* begin *

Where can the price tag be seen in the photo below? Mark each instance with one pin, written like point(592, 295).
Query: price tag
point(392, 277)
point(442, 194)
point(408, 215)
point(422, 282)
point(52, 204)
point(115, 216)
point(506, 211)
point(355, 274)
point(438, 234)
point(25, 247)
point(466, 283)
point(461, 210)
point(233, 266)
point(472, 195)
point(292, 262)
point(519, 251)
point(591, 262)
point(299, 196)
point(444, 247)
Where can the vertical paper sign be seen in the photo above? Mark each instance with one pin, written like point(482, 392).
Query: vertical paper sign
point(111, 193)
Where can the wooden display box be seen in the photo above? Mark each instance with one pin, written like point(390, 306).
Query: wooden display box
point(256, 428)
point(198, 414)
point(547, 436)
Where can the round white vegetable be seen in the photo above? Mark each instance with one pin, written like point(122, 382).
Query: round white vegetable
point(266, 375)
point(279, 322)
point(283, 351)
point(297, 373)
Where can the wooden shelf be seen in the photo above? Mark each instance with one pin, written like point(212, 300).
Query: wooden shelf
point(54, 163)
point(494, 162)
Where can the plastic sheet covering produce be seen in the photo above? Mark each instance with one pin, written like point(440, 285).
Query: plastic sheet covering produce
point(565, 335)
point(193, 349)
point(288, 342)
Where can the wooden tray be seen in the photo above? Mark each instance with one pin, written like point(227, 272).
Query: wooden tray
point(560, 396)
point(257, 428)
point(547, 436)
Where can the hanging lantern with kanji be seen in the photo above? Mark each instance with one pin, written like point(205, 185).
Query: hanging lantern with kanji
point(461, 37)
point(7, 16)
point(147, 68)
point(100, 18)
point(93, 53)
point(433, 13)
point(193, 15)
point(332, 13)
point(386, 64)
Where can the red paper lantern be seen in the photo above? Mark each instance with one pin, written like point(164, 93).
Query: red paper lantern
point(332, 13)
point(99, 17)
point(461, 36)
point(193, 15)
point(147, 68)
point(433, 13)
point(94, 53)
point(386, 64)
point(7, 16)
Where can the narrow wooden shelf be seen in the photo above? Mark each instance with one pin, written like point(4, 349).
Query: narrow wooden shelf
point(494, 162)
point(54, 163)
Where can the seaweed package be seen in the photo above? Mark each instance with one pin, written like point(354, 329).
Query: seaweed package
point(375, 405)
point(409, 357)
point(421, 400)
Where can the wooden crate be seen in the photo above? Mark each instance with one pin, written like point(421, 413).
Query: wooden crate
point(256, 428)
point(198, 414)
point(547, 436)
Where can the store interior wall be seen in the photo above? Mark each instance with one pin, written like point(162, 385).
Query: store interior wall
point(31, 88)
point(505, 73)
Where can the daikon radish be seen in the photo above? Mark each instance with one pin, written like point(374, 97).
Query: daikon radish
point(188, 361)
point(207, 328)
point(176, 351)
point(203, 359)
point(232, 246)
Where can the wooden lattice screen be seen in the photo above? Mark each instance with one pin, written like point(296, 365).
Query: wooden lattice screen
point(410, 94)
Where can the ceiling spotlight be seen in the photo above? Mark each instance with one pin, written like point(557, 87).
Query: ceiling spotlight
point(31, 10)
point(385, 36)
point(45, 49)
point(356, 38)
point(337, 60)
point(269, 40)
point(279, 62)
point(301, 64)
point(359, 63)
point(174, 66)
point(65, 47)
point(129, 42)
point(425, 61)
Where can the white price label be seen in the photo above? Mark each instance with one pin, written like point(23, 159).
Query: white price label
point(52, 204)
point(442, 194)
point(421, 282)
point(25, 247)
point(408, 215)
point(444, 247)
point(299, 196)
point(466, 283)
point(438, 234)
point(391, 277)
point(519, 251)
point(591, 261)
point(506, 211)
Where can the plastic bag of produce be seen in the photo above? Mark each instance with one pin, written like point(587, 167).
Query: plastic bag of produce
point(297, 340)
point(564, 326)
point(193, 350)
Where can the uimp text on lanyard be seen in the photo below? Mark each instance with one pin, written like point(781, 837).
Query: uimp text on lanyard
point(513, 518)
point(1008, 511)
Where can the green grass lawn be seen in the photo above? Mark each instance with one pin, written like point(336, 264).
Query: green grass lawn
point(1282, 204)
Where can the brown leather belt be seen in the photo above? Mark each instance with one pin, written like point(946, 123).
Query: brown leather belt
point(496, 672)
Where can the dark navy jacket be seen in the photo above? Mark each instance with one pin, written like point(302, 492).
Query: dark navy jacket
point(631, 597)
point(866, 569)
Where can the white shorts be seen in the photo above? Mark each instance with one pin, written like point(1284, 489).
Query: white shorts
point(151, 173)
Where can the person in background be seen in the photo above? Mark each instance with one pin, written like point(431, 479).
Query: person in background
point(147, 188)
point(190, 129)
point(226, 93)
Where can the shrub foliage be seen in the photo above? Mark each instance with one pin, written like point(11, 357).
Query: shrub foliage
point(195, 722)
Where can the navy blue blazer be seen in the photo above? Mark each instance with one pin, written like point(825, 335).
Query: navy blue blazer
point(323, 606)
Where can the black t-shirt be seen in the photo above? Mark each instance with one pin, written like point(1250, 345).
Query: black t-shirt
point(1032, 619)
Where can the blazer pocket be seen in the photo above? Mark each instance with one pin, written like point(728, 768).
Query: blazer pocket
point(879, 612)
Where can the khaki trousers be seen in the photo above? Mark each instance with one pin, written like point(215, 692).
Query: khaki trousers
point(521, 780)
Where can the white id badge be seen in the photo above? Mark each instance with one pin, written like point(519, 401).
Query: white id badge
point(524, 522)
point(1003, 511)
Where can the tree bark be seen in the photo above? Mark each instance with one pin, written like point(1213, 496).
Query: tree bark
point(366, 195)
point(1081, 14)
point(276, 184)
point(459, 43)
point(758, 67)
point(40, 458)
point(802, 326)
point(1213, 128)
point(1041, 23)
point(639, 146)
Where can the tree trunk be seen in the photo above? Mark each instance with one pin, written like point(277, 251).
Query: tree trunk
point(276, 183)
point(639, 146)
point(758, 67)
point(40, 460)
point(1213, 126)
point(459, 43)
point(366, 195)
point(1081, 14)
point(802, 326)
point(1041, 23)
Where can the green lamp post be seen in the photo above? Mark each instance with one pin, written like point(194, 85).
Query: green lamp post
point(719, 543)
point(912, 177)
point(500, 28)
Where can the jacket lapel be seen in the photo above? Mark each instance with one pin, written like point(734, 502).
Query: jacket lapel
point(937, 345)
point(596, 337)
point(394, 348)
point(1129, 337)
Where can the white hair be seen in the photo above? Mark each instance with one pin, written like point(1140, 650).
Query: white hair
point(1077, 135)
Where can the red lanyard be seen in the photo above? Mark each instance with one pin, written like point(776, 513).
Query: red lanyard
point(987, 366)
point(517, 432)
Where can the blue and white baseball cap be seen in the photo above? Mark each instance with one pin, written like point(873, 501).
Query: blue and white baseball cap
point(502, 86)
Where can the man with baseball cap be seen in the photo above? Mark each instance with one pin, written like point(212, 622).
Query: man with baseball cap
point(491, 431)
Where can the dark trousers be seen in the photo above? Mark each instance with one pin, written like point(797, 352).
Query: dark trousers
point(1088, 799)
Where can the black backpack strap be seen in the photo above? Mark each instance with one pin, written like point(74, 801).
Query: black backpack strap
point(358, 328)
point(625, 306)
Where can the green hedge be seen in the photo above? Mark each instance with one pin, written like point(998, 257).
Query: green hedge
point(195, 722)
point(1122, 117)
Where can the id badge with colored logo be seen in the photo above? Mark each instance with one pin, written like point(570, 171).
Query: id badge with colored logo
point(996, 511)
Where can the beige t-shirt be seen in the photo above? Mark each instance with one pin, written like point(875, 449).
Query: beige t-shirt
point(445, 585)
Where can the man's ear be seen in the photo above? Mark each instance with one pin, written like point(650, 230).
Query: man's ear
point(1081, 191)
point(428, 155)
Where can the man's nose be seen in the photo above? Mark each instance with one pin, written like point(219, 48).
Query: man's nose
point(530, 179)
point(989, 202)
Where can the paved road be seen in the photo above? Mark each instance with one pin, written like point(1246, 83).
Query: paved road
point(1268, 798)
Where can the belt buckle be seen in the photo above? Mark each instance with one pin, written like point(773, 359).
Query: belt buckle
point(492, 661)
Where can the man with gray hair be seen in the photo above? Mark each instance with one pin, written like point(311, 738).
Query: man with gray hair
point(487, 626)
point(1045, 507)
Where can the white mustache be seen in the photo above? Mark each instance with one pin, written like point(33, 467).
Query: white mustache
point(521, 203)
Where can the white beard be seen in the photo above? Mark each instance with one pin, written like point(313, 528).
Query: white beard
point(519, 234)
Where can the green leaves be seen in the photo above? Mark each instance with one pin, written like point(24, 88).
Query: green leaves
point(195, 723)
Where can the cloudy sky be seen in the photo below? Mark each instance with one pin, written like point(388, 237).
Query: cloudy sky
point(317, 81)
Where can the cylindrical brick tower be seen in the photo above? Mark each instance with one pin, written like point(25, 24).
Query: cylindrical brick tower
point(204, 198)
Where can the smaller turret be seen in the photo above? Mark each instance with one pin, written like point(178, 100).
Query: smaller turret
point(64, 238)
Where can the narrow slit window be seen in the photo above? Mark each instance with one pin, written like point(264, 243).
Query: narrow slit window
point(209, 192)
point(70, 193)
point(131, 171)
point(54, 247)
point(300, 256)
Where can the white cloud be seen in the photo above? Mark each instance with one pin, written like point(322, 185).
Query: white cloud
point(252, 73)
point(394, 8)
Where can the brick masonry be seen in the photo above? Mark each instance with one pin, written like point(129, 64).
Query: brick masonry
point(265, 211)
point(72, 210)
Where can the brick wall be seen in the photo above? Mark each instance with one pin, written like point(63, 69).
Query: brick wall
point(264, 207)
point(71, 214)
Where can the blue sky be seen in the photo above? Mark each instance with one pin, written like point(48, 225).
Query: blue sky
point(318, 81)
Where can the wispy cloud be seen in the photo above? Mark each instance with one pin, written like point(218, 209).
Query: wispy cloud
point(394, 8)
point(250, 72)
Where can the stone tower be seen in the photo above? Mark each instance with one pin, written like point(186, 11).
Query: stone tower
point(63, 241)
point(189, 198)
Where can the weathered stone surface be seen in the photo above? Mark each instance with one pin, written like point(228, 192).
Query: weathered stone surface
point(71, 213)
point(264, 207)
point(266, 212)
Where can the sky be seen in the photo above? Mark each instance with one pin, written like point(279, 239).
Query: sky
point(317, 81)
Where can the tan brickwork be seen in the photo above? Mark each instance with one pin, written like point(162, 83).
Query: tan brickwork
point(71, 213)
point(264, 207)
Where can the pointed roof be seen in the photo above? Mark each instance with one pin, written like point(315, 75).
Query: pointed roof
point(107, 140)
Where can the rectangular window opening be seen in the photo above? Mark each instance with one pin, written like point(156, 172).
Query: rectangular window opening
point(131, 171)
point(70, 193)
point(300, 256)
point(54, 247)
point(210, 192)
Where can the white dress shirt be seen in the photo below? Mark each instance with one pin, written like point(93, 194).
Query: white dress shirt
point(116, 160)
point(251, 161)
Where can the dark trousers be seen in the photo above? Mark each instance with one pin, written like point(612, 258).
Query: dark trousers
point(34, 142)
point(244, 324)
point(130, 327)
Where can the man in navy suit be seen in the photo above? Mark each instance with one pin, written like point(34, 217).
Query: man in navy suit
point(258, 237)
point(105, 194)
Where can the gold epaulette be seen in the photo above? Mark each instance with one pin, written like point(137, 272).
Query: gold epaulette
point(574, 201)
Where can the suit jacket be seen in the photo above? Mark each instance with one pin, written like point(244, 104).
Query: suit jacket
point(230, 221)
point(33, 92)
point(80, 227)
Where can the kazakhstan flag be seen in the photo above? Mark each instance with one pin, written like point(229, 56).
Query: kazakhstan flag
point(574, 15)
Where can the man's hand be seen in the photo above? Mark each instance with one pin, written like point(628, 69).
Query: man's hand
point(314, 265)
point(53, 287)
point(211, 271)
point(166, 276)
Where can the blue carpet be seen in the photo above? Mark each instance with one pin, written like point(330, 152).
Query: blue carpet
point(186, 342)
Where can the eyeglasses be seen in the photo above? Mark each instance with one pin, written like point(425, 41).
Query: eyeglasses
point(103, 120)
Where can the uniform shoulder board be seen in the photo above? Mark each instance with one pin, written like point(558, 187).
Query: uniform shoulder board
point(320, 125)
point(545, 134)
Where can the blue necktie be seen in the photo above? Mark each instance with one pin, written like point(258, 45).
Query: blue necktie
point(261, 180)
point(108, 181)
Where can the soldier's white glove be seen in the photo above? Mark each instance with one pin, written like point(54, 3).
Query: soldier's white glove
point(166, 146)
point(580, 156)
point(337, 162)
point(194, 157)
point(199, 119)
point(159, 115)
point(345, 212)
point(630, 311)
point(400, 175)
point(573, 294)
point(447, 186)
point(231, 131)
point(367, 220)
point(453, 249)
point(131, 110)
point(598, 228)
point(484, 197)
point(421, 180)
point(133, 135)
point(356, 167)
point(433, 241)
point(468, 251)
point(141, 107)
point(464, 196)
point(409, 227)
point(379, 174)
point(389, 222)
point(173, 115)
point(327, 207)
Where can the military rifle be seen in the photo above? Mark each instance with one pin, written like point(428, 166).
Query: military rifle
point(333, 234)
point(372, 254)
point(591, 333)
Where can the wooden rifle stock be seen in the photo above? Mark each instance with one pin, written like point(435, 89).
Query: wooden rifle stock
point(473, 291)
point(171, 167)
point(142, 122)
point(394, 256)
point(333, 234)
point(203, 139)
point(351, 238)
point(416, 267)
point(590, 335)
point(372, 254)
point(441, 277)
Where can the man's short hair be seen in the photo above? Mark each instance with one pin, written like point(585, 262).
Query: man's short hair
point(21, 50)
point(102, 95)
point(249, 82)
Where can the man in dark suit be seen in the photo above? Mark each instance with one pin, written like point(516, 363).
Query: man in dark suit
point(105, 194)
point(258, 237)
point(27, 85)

* end *

Task requirements:
Copy out the data verbatim, beginning at the line that contains "Where can the wooden rifle" and continuing through the end of the data.

Answer to the exercise:
Where can the wooden rifle stock be seen in the photo above? Mark each instance with one pin, written like point(435, 89).
Query: wooden rifle stock
point(473, 291)
point(171, 167)
point(142, 122)
point(394, 256)
point(333, 234)
point(203, 139)
point(351, 238)
point(416, 267)
point(590, 335)
point(372, 254)
point(441, 277)
Where can the man's short hair be seen in the photo above? Mark each instance with one pin, written like point(585, 262).
Query: man's short hair
point(21, 50)
point(102, 95)
point(249, 82)
Where can the man in dark suit be seen in the photo above? Mark each instance with one pin, written like point(516, 363).
Query: man in dark suit
point(105, 194)
point(258, 237)
point(27, 85)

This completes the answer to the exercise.